• **SET OF TASKS**
A) Copy the stretch from "Tuesday, October 2, 2012" through "that would follow." from the review of Testament Of Youth, word for word.
B) Continue the review of Testament Of Youth from the point where it stops.

• **SELECTED EXCERPT**
Tuesday, October 2, 2012

Testament Of Youth by Vera Brittain

Testament Of Youth by Vera Brittain is significantly more than an autobiography of a young woman. It presents, at least initially, a portrait of a society that nowadays appears quite foreign, takes us through a war that changed that society and rendered it obsolete and then leads us into an era that promised a new start, but which proved to be no more than a transition to the kind of modernity we now recognise. Testament Of Youth thus reads like a personalised view of history, written by an author who was conscious of change as it happened, and, indeed, was am agent in that change. Vera Brittain was also capable of appreciating the consequences that would follow.

Prior to the outbreak of World War One, Vera Brittain inhabited what were then described as the English middle classes. They bore no resemblance to what we nowadays identify with that label. These people were not merely professionally employed and propertied. They might proudly own two or three abodes here and there. They probably had servants, though they might not have referred to them as such. Private income was common, as were assumptions about education, marriage, career, deportment, manners and a host of other social trappings.

This, of course, was an era when only a small fraction of the population had any access to higher education, where women could not vote, where Britain still thought she ruled the waves. The Empire was still very much intact. Despite her commitment to feminism and her desire for independence, Vera Brittain seems, at the start of her memoir, to be heading by default straight for convention, as currently assumed by her class. But then the war came.

• **DATA**
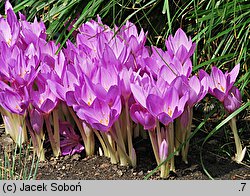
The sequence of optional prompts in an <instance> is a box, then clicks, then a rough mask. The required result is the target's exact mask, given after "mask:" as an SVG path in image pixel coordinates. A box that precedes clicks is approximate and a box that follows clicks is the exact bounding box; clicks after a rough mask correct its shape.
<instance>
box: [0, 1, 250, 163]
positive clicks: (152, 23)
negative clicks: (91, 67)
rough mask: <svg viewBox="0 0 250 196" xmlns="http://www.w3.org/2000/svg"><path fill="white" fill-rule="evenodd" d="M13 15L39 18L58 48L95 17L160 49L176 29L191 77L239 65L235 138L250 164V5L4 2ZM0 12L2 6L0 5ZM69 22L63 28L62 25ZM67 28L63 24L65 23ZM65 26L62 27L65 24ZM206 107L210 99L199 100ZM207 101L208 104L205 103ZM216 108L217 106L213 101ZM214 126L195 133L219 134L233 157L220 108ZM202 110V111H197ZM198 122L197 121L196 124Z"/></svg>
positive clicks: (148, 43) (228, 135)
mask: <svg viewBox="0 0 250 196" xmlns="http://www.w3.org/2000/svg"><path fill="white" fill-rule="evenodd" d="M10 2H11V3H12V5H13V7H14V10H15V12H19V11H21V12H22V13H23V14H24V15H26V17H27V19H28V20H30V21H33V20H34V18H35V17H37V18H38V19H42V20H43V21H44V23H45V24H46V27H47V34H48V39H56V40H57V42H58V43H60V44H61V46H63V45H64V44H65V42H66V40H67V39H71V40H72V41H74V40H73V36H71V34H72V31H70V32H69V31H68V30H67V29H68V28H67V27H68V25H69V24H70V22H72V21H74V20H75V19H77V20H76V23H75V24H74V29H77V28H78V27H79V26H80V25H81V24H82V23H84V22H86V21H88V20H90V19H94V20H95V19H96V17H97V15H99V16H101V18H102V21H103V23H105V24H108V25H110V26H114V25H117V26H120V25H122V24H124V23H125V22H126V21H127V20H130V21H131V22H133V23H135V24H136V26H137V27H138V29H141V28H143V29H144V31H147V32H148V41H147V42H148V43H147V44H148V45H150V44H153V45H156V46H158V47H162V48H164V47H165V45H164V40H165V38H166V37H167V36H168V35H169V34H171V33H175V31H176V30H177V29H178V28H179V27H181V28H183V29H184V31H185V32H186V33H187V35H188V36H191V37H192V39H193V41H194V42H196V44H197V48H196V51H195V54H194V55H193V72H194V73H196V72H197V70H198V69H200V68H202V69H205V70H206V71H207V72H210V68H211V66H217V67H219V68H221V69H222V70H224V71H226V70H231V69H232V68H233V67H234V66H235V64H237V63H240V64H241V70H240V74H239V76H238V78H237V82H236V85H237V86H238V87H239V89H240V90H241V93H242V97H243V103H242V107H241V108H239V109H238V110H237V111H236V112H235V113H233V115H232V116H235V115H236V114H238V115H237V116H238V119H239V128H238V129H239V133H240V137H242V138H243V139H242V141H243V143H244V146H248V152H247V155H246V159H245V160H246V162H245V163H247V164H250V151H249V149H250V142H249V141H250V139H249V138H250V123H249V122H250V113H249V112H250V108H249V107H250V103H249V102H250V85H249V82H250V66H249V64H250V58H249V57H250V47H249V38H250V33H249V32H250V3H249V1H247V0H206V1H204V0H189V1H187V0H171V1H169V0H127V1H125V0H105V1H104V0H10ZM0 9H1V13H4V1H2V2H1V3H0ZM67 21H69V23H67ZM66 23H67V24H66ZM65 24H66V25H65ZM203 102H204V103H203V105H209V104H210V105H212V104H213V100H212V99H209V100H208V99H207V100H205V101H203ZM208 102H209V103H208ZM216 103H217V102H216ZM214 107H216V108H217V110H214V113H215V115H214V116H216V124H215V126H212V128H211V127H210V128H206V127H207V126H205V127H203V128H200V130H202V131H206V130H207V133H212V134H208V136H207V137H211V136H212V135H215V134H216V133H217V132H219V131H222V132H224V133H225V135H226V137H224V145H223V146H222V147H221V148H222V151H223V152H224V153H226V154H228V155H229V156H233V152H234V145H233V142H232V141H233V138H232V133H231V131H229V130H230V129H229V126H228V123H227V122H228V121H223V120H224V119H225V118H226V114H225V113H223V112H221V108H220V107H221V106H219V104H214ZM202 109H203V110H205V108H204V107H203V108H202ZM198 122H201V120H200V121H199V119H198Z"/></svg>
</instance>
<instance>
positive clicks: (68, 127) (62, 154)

• **ANSWERS TO THE TASKS**
A)
Tuesday, October 2, 2012

Testament Of Youth by Vera Brittain

Testament Of Youth by Vera Brittain is significantly more than an autobiography of a young woman. It presents, at least initially, a portrait of a society that nowadays appears quite foreign, takes us through a war that changed that society and rendered it obsolete and then leads us into an era that promised a new start, but which proved to be no more than a transition to the kind of modernity we now recognise. Testament Of Youth thus reads like a personalised view of history, written by an author who was conscious of change as it happened, and, indeed, was am agent in that change. Vera Brittain was also capable of appreciating the consequences that would follow.

B)
World War One lasted more than four years. The carnage was on a scale the world had never previously witnessed, and of an industrial type that had only recently been manufactured. Unlike modern warfare, however, the majority of the casualties were combatants, not civilian. By World War two, of course, the paradigm had changed,

World War One killed off almost a complete generation of young European men. Like many women, Vera Brittain joined up herself, feeling that she must contribute to the war effort in some direct way. But she became a nurse and her experiences caring for the wounded from the trenches form the bulk of Testament Of Youth. Her description of her work and those she nursed are vivid but balanced by detachment. She relates her experience without exaggeration, lists the horrors without once trying to shock for the sake of effect. Some of the most moving passages relate to those whose injuries were so severe they were left untreated. The stoicism with which they accepted their deaths is portrayed in its full, cold, terrifying inevitability.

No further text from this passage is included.